(Items from a dataset)
==========

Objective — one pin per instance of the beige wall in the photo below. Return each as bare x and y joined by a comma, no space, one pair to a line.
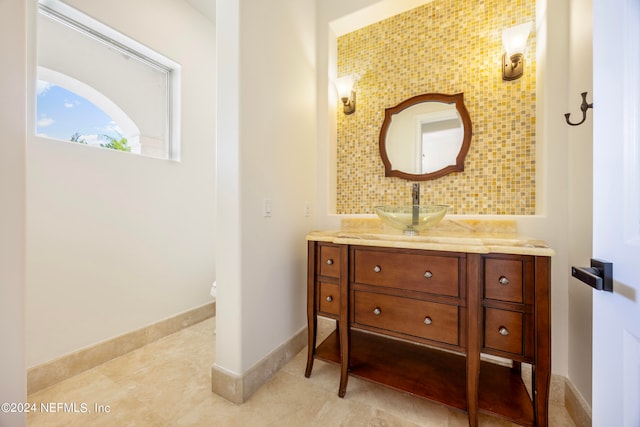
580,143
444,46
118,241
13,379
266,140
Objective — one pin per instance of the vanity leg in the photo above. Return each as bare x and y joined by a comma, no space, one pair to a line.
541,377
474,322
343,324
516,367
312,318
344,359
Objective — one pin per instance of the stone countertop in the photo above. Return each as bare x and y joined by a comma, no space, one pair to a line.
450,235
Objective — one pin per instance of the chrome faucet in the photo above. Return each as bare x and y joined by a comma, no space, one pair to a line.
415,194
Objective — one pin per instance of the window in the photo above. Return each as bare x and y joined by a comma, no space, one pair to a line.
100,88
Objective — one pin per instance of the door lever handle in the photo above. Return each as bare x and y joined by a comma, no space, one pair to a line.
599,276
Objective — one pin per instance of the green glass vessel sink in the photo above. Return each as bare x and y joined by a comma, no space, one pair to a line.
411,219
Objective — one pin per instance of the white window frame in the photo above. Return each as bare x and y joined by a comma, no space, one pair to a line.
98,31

==========

EXERCISE: Take the line that contains "Objective — one pin per instance of the chrome" and every line after it through the end of the listing above, and repeat them exactly.

PROBLEM SOLUTION:
Objective — one pin per instance of the chrome faucet in the photo above. Return each as bare x and y joined by a comma, no space, one pair to a line.
415,194
Objective — one pin per instance of the window in the photo above. Return each as bare x and y joined by a comma, no space, one pair to a line.
100,88
Objective — one pin per instance of the door lever handle in the photo above. Return each as bare x and y joined by a comma, no space, one pair to a line.
599,276
Objective — one pin per instance of the green glass vessel sink in the photo above. Return each as bare x and y joined by a comma, no space, one pair to a line.
411,219
Objective — one pin per instance of the white window frame in the photo above. Return each as bare x and y joined by a comma, no space, one pair to a line.
98,31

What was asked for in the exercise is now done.